**Task statement**
Present the rows below as a numbered list, beginning at the line that contains "of the small" and continuing through the last of the rows. Omit any blank lines.

[Records of labeled points]
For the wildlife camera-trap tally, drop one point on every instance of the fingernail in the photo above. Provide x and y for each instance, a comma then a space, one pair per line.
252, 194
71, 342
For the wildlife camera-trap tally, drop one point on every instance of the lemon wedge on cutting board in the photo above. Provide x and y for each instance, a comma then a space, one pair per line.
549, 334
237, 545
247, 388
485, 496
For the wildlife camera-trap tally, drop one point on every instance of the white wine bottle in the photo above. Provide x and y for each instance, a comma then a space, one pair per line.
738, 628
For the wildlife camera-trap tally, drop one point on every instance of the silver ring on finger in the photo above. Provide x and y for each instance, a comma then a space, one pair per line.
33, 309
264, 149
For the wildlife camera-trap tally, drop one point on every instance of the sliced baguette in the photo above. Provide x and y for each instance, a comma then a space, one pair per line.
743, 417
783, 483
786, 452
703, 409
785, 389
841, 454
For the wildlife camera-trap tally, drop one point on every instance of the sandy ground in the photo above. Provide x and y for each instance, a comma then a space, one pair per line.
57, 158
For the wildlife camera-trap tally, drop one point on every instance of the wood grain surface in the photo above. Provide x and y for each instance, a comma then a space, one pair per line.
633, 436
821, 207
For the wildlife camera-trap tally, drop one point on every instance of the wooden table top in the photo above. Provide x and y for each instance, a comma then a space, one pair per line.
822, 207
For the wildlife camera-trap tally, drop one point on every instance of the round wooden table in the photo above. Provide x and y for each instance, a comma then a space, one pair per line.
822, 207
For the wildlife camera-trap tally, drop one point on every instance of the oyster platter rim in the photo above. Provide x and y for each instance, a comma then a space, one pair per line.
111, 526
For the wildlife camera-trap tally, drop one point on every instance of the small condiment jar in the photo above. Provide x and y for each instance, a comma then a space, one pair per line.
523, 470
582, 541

**Result of the task**
1. For the wildlife camera-trap tally, drop one point on every instance of the small condiment jar in the photo above. Provide x and y for each instance, a comma then a space, one pair per line.
2. 523, 470
3. 582, 541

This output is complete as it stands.